Aim of the exercise:
Below are records; the lines starting at the one with "dog's fluffy tail -> masks, each instance" and ending at the one with "black and white dog -> masks, each instance" must be reproduced exactly, both included. Pictures must not appear.

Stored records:
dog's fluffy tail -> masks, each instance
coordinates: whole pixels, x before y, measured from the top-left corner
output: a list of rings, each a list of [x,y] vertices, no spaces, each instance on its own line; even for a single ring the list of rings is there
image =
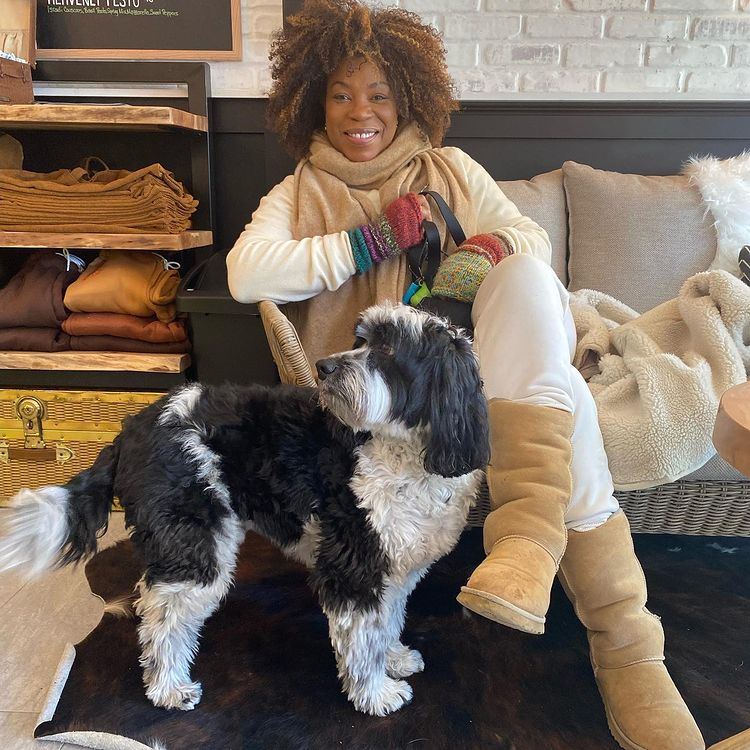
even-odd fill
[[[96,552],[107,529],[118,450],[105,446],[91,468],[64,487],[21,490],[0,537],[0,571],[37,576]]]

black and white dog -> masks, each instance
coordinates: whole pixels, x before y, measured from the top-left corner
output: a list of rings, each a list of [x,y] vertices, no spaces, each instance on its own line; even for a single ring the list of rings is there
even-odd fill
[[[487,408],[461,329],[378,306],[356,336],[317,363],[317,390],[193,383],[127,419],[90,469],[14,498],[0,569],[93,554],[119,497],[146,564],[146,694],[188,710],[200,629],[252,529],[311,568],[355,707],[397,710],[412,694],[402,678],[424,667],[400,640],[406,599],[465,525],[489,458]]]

---

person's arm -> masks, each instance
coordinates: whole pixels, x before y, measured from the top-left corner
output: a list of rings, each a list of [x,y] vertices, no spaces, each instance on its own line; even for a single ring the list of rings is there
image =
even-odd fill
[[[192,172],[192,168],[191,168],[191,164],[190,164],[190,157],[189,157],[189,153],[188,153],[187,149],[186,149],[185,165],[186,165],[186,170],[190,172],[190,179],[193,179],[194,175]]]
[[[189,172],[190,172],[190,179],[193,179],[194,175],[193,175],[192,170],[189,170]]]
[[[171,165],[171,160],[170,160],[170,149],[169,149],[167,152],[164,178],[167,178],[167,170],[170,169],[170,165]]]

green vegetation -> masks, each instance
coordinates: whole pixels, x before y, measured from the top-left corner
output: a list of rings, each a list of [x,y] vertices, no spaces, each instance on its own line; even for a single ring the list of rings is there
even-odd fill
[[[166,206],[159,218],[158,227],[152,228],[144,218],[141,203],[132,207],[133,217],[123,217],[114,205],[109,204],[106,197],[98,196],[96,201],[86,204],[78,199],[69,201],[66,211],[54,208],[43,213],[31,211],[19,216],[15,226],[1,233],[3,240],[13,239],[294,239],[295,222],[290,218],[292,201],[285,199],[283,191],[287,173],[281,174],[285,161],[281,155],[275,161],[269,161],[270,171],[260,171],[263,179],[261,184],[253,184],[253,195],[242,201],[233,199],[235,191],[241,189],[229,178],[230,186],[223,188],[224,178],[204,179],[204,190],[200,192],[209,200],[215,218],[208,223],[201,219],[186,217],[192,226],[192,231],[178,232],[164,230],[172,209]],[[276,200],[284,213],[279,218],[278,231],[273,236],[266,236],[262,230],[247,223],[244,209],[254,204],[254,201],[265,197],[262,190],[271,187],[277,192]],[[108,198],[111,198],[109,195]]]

Task answer:
dog's fluffy tail -> masks, each instance
coordinates: whole pixels, x before y, measured from the top-left corner
output: a list of rings, each a list of [x,y] vertices, no spaces, each instance on its own line; even for a single ring the list of rings is there
image =
even-odd fill
[[[96,552],[107,529],[118,450],[105,446],[91,468],[64,487],[21,490],[0,537],[0,571],[37,576]]]

black and white dog -> masks, each instance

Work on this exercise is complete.